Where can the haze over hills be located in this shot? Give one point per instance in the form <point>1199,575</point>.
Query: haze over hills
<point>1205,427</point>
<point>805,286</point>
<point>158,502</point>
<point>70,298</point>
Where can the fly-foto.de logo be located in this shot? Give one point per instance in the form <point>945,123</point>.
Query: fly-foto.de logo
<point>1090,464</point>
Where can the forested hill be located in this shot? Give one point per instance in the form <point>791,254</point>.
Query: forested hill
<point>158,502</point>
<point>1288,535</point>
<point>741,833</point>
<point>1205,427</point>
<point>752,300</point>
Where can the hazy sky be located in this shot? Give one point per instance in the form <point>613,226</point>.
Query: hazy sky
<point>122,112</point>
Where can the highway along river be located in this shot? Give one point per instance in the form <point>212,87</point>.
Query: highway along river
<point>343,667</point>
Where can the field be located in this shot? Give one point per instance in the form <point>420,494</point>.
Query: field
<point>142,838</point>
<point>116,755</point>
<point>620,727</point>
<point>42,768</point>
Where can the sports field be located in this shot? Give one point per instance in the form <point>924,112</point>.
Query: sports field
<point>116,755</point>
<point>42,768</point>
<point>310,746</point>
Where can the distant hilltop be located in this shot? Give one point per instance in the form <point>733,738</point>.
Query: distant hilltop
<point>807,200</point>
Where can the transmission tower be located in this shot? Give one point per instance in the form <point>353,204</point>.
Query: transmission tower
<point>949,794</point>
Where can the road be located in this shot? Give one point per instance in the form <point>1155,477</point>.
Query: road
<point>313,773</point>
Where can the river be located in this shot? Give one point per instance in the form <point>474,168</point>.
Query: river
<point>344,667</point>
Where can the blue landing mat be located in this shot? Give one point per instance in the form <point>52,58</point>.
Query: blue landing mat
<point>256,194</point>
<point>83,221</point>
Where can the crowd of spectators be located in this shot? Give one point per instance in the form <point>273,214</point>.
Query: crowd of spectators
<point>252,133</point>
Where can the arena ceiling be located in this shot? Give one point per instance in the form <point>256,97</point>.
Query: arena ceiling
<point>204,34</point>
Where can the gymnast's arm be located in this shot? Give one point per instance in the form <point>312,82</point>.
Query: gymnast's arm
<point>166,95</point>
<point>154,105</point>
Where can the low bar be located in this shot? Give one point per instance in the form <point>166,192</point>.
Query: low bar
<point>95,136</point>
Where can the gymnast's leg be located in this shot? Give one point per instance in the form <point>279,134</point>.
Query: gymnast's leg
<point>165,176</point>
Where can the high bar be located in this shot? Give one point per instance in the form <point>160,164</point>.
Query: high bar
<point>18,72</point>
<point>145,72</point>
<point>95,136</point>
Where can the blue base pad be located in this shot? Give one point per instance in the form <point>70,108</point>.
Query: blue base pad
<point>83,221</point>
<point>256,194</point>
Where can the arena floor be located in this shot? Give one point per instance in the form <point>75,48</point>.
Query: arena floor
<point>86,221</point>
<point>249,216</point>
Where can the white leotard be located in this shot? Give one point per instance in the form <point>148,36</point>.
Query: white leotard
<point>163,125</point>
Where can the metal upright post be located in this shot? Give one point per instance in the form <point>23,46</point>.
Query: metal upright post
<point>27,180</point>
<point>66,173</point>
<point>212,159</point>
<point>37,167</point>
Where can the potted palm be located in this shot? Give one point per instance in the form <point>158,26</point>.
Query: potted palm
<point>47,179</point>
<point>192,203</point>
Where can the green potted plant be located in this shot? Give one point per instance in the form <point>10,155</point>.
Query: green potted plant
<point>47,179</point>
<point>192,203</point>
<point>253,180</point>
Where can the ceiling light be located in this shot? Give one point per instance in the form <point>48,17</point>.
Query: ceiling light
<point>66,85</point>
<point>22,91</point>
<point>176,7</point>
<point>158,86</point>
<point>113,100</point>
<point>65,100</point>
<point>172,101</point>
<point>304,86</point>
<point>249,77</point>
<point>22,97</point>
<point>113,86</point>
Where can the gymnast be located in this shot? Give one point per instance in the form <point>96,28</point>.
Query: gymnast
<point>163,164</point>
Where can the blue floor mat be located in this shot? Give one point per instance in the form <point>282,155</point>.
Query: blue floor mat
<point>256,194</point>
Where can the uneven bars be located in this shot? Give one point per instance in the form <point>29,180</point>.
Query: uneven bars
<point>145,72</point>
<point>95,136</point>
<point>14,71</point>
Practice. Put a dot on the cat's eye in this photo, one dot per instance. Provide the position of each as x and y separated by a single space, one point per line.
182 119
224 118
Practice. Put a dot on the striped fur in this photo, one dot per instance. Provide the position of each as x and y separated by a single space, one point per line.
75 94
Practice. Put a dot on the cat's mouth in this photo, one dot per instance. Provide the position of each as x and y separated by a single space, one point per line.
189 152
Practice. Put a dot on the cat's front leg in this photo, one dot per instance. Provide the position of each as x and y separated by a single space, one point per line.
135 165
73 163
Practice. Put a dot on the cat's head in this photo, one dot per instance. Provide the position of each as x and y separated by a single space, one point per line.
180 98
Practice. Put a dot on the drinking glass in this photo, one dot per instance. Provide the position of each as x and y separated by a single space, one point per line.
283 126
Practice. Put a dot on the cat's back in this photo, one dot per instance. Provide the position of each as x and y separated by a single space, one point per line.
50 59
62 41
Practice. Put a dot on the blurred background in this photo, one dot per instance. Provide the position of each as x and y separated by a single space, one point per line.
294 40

━━━

> _Work required_
From the records above, extract every entry exactly as given.

> _Task solution_
Where can the haze over hills be located in this shot? Give one point per instance in the form <point>1199,575</point>.
Query: haze over hills
<point>1205,427</point>
<point>805,286</point>
<point>158,502</point>
<point>70,298</point>
Where can the fly-foto.de logo be located in this shot? Give one point per instance in the form <point>945,123</point>.
Query: fly-foto.de logo
<point>1090,464</point>
Where can the forested hill be located in this shot? Give one point per instance in the form <point>791,254</point>.
Query: forested hill
<point>158,502</point>
<point>1288,535</point>
<point>741,833</point>
<point>1205,427</point>
<point>752,300</point>
Where can the hazy sky be located in this shot? Give one point per instance in the form <point>613,226</point>.
Query: hazy sky
<point>122,112</point>
Where can the highway along river be located in this shot? Give one point per instance in the form <point>212,87</point>.
Query: highway along river
<point>343,667</point>
Where can the field be located in this shot? Give one point per instance in the form <point>420,494</point>.
Query: field
<point>142,838</point>
<point>116,755</point>
<point>620,727</point>
<point>42,768</point>
Where can the sports field be located in this shot? Give one point per instance in the form <point>924,112</point>.
Query: sports field
<point>116,755</point>
<point>42,768</point>
<point>310,746</point>
Where can the distant hilltop be located in this shot? Give one point per instance in the form <point>733,738</point>.
Query: distant hilltop
<point>807,200</point>
Where can the transmission tower be located in this shot? Give one point per instance in the form <point>353,204</point>.
Query: transmission tower
<point>949,794</point>
Where can the road be located in this shot? Give one point per instance in the form <point>1155,477</point>.
Query: road
<point>313,773</point>
Where can the river be located in this shot? Give one point per instance in the form <point>474,168</point>.
Query: river
<point>344,667</point>
Where can the blue landing mat be located in this shot? Give one point per instance in the form <point>52,58</point>.
Query: blue landing mat
<point>256,194</point>
<point>83,221</point>
Where can the crowd of spectators be located in this shot? Give one point per instance in the form <point>273,214</point>.
Query: crowd of spectators
<point>252,133</point>
Where can the arena ceiling be located in this shot? Give one point per instance in the form <point>256,97</point>.
Query: arena ceiling
<point>204,34</point>
Where can the gymnast's arm be located in this shot? Give one point per instance in the form <point>312,82</point>.
Query: gymnast's arm
<point>166,95</point>
<point>154,105</point>
Where can the low bar be located in this shot? Give one point per instance in the form <point>166,192</point>.
Query: low bar
<point>95,136</point>
Where can the gymnast's leg be located in this shot? Give one point per instance in the form <point>279,134</point>.
Query: gymnast's leg
<point>165,176</point>
Where can the high bar be located in this shot? Give one point per instance in the form <point>160,164</point>.
Query: high bar
<point>18,72</point>
<point>145,72</point>
<point>95,136</point>
Where can the blue base pad be located in this shot? Give one point per instance in the form <point>70,108</point>.
Query: blue base pad
<point>83,221</point>
<point>256,194</point>
Where can the arena floor be located in this shot? Give one point per instance in the form <point>75,48</point>.
Query: arena floor
<point>86,221</point>
<point>249,216</point>
Where can the white leotard be located in this shot? Give one point per instance in the form <point>148,36</point>.
Query: white leotard
<point>163,125</point>
Where can the metal upright post be located in this shot? Give one point per instance in the form <point>23,46</point>.
Query: metal upright post
<point>27,180</point>
<point>66,173</point>
<point>212,159</point>
<point>37,167</point>
Where can the potted palm be located in this shot? Give one point per instance in the form <point>158,26</point>.
Query: potted palm
<point>47,179</point>
<point>192,203</point>
Where can the green potted plant be located in this shot? Give one point per instance in the form <point>10,155</point>.
Query: green potted plant
<point>47,179</point>
<point>192,203</point>
<point>253,180</point>
Where can the ceiling light be located in this shot? Give one point per instance in the form <point>48,17</point>.
Query: ceiling light
<point>66,85</point>
<point>22,91</point>
<point>176,7</point>
<point>158,86</point>
<point>113,100</point>
<point>65,100</point>
<point>172,101</point>
<point>304,86</point>
<point>249,77</point>
<point>22,97</point>
<point>113,86</point>
Where can the gymnast be located in this shot? Give one point per instance in the form <point>96,28</point>.
Query: gymnast
<point>163,164</point>
Where can the blue floor mat be located in this shot? Give one point per instance in the form <point>282,155</point>.
Query: blue floor mat
<point>256,194</point>
Where can the uneven bars be located in this shot? Give one point per instance in the form <point>29,180</point>.
Query: uneven bars
<point>145,72</point>
<point>95,136</point>
<point>14,71</point>
Practice. Put a dot on the cat's eye in this photo, one dot per instance. Provide the position of each as x and y separated by a single space, one point per line.
182 119
224 118
Practice. Put a dot on the striped fur in this photo, one dot per instance. Provide the position of each as x and y separated by a single space, one point per line.
75 94
Practice. Put a dot on the cat's mouth in this photo, one dot per instance. Provide the position of each as x and y separated by a single space, one point per line.
189 152
Practice. Put a dot on the cat's front leg in this photo, one dot per instance. Provide the position of each as x and y separated by a single space, one point per line.
135 165
73 163
Practice. Put a dot on the cat's head in this photo, one dot per instance. Provide the position of each as x and y separated by a single space, one point per line.
180 98
Practice. Put a dot on the drinking glass in this photo, one dot per instance. Provide the position of each as x and y separated by a single space, one point per line.
283 126
Practice. Put a dot on the cat's back in this photo, one dot per instance. Provide the position of each as x and y separated by a single space, one point per line.
50 59
62 41
Practice. Put a dot on the blurred background in this photo, one dot per instance. Provide the position of each as x and y separated by a single space, one point per line.
294 40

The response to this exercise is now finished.